Aufgaben —
• A. Erklären Sie anhand des Interviews über Angelina Jolie, warum Frau Stein sie fragen würde, welches Leben sie als schützenswert empfindet.
• B. Geben Sie aus dem Interview über Angelina Jolie den Abschnitt wieder, der mit „Der Freitag: Frau“ beginnt und mit „fünfstellige Zahl geht.“ endet.
• C. Führen Sie das Interview über Angelina Jolie im Anschluss an seinen letzten Satz fort.

Textabschnitt —
<<<<

Der Freitag: Frau Stein, in der Öffentlichkeit spielen Adoptivkinder kaum eine Rolle, eine wohltätige Super-Adoptivmutter wie Schauspielerin Angelina Jolie um so mehr. Wenn Sie ihr drei Fragen stellen könnten, welche wären das?
: Ich würde sie fragen, was Ihrer Meinung nach mit den Kindern wird, die sie nicht adoptiert und zurücklässt, wenn sie in Kambodscha oder Vietnam ein Waisenhaus besucht. Ich würde sie fragen, wie sie sich fühlt, wenn sie im Namen der UN Flüchtlingslager in Darfur besucht, anschließend in ihr Fünf-Sterne-Hotel zurückkehrt und sich mit sauberem Wasser für fünf Euro die Flasche die Zähne putzt. Und ich würde sie fragen, welches Leben sie als schützenswert empfindet, wo sie doch mit Filmen berühmt wurde, in denen der Bodycount namenloser Gesichter in die vier- bis fünfstellige Zahl geht.
Sind Sie wütend über diese medienwirksame Inszenierung?

>>>>

Auflistung —
<<<<

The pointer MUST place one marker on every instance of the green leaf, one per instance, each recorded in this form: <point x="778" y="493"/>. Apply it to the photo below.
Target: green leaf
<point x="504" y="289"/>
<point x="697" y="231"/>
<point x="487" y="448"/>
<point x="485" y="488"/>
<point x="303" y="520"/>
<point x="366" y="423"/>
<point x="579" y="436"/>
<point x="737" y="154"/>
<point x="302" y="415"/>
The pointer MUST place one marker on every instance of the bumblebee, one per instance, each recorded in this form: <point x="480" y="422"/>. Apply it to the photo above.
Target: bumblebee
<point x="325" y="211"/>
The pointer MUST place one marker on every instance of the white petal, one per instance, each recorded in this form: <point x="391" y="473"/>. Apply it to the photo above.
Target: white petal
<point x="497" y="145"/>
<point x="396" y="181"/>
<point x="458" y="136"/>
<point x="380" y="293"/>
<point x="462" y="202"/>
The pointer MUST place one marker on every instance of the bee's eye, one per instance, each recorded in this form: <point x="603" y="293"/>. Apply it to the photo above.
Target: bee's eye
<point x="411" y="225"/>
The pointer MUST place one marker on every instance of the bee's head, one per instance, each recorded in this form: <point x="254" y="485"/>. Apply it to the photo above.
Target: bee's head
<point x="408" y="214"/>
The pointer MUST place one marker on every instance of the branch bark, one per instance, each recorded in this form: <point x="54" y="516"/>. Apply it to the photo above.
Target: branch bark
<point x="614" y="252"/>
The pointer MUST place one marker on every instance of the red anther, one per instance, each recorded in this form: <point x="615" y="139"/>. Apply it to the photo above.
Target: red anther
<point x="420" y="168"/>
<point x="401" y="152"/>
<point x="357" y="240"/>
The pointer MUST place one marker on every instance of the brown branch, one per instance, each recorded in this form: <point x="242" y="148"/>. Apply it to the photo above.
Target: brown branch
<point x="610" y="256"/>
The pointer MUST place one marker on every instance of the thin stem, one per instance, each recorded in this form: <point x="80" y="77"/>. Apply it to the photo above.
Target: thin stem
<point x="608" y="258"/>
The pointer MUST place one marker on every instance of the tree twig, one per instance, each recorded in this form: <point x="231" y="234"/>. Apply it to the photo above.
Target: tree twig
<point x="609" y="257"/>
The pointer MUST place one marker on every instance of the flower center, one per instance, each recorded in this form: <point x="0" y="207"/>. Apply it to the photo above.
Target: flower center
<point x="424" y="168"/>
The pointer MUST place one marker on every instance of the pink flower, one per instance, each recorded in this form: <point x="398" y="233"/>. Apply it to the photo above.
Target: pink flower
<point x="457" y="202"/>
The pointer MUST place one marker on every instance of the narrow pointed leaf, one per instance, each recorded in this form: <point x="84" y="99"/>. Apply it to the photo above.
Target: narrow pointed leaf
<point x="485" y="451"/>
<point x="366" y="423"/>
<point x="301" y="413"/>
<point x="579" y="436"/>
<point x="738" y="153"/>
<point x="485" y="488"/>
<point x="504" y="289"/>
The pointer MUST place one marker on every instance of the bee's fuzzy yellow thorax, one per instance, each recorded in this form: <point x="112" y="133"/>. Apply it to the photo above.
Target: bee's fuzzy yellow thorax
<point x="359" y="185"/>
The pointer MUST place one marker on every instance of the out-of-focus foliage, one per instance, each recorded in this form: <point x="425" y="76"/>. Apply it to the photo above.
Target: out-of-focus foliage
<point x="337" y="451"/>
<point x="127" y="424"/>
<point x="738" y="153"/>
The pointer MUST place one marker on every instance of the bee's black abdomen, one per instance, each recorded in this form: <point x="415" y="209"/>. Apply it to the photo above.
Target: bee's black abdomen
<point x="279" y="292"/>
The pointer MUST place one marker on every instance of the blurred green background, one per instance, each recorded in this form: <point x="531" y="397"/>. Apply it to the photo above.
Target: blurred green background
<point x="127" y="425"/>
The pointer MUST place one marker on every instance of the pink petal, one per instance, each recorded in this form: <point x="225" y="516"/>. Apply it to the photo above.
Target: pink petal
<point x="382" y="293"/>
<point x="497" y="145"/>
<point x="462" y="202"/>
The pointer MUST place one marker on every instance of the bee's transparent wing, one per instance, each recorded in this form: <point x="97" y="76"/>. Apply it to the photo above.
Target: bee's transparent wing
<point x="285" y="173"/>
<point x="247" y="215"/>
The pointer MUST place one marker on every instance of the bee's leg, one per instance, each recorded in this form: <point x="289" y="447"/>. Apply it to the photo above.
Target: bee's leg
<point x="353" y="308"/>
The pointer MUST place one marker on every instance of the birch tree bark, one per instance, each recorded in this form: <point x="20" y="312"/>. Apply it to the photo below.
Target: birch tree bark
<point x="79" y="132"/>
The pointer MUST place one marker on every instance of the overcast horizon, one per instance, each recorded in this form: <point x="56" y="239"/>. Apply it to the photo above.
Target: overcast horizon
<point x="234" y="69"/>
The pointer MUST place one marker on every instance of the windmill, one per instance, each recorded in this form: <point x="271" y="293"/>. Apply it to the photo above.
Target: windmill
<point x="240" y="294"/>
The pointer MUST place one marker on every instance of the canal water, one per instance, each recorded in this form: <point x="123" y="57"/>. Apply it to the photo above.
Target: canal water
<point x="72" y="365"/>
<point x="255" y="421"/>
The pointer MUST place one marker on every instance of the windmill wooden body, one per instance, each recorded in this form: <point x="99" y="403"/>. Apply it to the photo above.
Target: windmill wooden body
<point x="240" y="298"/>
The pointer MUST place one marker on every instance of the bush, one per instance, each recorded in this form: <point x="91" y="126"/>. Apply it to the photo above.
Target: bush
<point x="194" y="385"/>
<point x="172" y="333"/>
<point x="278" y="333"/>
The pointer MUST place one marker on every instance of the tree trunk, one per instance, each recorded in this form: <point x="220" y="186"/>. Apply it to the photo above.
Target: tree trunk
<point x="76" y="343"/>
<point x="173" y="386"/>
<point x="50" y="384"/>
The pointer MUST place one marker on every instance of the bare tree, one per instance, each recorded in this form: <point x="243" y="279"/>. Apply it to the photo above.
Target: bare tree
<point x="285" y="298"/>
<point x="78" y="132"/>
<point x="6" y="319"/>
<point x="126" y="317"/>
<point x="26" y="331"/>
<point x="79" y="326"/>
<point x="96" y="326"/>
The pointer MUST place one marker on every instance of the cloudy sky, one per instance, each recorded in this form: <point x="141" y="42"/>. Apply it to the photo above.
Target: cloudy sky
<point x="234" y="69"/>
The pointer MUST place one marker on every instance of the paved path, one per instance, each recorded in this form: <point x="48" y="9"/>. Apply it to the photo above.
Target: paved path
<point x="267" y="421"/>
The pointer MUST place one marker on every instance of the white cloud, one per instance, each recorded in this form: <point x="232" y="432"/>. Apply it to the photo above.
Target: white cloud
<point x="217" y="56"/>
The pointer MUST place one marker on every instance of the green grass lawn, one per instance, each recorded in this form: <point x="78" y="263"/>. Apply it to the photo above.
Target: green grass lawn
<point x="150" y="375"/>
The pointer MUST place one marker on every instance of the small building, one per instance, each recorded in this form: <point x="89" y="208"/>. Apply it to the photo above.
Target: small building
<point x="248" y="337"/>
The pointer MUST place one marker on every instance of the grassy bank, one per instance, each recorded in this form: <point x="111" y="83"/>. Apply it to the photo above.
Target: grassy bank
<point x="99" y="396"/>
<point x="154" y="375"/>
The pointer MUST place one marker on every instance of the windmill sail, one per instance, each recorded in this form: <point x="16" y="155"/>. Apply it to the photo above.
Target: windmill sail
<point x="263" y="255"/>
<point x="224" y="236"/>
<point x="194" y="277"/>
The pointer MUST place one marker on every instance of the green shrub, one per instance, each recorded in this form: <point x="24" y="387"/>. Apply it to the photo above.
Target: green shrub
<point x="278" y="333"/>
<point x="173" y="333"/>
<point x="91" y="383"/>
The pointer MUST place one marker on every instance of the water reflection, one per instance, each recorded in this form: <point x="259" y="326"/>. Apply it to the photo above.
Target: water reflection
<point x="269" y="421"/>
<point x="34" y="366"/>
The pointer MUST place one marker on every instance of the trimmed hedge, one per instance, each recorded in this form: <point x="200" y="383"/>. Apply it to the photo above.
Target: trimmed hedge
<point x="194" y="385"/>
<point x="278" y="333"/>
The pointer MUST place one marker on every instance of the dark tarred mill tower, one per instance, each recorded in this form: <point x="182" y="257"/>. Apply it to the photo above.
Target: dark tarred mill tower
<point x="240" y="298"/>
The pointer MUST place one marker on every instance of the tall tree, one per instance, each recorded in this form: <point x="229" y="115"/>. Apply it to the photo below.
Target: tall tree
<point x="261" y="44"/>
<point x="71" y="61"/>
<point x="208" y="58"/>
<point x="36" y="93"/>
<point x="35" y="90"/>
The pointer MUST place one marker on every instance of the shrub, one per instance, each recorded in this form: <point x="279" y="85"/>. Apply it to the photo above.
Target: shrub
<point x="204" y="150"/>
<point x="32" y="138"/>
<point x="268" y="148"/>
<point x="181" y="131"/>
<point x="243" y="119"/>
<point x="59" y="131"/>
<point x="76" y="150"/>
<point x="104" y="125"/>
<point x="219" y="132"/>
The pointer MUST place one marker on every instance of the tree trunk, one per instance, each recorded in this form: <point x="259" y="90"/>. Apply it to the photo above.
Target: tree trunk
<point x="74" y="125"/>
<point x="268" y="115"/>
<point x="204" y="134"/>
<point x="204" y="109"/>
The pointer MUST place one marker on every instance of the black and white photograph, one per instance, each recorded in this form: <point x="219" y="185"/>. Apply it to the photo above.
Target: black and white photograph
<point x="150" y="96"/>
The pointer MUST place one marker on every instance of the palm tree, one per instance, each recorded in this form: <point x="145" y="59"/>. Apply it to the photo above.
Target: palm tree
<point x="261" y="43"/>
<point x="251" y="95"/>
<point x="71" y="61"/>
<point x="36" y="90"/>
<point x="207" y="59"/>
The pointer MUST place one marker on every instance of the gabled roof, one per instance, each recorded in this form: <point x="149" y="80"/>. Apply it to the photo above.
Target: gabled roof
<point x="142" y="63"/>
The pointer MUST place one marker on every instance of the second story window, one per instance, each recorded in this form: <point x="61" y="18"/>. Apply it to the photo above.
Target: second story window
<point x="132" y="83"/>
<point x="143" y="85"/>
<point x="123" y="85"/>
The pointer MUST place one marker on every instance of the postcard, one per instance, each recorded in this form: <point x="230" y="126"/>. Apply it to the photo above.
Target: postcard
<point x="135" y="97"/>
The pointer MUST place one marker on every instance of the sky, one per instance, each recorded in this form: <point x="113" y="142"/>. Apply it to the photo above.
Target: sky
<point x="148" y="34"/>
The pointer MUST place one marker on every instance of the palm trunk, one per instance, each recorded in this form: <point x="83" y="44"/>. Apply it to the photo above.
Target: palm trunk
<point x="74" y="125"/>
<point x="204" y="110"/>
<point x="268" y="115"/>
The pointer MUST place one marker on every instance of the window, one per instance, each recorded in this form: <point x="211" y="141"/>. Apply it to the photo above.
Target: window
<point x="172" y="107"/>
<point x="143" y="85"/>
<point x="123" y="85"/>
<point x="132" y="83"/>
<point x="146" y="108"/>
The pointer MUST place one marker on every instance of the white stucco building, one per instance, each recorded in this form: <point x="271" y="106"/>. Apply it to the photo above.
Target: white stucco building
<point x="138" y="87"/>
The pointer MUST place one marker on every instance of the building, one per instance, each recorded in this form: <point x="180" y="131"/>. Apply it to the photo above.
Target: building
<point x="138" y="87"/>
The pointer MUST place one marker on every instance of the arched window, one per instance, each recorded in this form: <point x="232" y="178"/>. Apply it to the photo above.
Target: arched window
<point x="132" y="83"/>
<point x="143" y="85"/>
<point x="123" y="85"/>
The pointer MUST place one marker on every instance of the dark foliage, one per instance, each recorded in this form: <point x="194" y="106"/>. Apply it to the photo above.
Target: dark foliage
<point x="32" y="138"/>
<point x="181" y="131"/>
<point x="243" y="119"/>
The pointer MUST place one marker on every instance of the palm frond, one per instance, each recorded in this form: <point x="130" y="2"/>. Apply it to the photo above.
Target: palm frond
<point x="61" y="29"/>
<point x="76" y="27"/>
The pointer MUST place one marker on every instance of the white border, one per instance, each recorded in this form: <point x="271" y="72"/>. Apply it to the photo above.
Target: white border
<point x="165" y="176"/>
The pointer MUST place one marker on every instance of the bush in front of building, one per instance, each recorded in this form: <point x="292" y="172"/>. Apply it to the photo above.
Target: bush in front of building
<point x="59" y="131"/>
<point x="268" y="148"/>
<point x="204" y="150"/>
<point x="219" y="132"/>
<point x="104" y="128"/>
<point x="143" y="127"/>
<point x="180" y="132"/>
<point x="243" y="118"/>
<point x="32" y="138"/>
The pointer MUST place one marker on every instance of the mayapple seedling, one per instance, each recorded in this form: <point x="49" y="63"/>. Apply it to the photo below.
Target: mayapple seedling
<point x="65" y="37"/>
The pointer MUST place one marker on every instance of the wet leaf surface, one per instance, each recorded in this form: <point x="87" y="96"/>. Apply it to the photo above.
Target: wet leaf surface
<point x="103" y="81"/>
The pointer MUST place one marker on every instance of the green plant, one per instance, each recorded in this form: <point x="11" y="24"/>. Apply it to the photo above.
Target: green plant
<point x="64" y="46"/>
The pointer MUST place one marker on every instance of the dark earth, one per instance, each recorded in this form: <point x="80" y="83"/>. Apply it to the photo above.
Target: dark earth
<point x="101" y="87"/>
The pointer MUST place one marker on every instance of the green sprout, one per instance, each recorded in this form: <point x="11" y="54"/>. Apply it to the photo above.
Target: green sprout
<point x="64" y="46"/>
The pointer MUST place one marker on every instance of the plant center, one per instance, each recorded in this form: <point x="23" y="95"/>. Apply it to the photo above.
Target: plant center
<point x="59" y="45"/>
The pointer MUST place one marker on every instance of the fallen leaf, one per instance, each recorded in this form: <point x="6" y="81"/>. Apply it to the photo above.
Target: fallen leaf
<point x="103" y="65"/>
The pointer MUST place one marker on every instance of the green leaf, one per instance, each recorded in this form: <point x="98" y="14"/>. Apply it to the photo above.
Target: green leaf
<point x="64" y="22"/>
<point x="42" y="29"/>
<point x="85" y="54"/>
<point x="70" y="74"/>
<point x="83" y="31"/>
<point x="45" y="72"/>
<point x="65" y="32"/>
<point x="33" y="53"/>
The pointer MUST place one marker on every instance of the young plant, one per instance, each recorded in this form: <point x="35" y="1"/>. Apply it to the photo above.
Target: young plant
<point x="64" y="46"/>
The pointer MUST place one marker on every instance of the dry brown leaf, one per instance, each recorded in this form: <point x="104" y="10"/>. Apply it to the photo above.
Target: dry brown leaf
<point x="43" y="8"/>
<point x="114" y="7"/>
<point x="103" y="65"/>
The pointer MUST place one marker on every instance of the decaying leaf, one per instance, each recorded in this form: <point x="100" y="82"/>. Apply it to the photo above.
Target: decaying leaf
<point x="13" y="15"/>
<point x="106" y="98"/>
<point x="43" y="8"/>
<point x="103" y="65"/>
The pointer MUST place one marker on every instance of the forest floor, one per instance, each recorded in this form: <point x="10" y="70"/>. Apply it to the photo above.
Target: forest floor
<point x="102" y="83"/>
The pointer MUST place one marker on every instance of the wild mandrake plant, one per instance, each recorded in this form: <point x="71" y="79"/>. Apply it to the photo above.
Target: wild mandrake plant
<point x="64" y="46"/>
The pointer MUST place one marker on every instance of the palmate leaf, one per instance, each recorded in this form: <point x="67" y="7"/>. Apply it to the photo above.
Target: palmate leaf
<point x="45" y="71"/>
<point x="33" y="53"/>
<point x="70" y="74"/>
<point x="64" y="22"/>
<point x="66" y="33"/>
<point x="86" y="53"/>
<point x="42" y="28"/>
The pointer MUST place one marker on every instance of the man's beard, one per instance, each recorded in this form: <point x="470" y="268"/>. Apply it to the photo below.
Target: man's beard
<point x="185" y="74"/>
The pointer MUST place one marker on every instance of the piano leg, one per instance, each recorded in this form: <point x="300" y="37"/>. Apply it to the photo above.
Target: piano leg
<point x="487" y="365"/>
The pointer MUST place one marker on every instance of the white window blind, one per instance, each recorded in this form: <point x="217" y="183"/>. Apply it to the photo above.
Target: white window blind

>>>>

Ergebnisse —
• A. Angelina Jolie wurde mit Filmen berühmt, in denen der Bodycount namenloser Gesichter in die vier- bis fünfstellige Zahl geht. Deshalb würde Frau Stein sie danach fragen.

• B.
Der Freitag: Frau Stein, in der Öffentlichkeit spielen Adoptivkinder kaum eine Rolle, eine wohltätige Super-Adoptivmutter wie Schauspielerin Angelina Jolie um so mehr. Wenn Sie ihr drei Fragen stellen könnten, welche wären das?
: Ich würde sie fragen, was Ihrer Meinung nach mit den Kindern wird, die sie nicht adoptiert und zurücklässt, wenn sie in Kambodscha oder Vietnam ein Waisenhaus besucht. Ich würde sie fragen, wie sie sich fühlt, wenn sie im Namen der UN Flüchtlingslager in Darfur besucht, anschließend in ihr Fünf-Sterne-Hotel zurückkehrt und sich mit sauberem Wasser für fünf Euro die Flasche die Zähne putzt. Und ich würde sie fragen, welches Leben sie als schützenswert empfindet, wo sie doch mit Filmen berühmt wurde, in denen der Bodycount namenloser Gesichter in die vier- bis fünfstellige Zahl geht.

• C.
Der Person Angelina Jolie, soweit sie überhaupt noch trennbar ist von der Medienfigur, mache ich wenig Vorwürfe. Aber die Art und Weise, wie das Thema kommuniziert wird, stört mich enorm. Es kann doch nicht sein, dass sie unreflektiert als guter Mensch dasteht. Die Sehnsucht nach einer neuen Heiligen muss groß sein. Dabei hat sie bei ihrem Image am meisten von der Rolle in Lara Croft profitiert, das toughe Babe, das aber ganz klar die Männer sehen wollen.
Wie ist Ihr Verhältnis zu Ihren eigenen Adoptiv-Eltern heute?
Die Adoption habe ich für mich und auch für meine Adoptiv-Eltern geklärt. Die Wut ist abgearbeitet. Zwar stelle ich ihre Entscheidung immer noch stark in Frage und würde gerne mit ihnen darüber diskutieren, aber es ist nun mal passiert. Und mein Leben, so wie es jetzt ist, ist gut.
Wenn Sie die Entscheidung in Frage stellen, dann geht der Vorwurf des Gutmenschentums an Ihre Adoptiv-Eltern?
Problematisch ist nicht die Absicht, etwas Gutes tun zu wollen, sondern die Motivation dahinter. Einen gewissen Ungerechtigkeitssinn haben wir alle, aber warum geht man soweit, wirklich ein Kind aus dem Ausland zu adoptieren? Macht man diesen Schritt für die Kinder oder für sich selbst?
Hat es für Sie nichts Gutes bedeutet, aus der Militärdiktatur im Korea der 70er Jahre nach Deutschland geholt zu werden?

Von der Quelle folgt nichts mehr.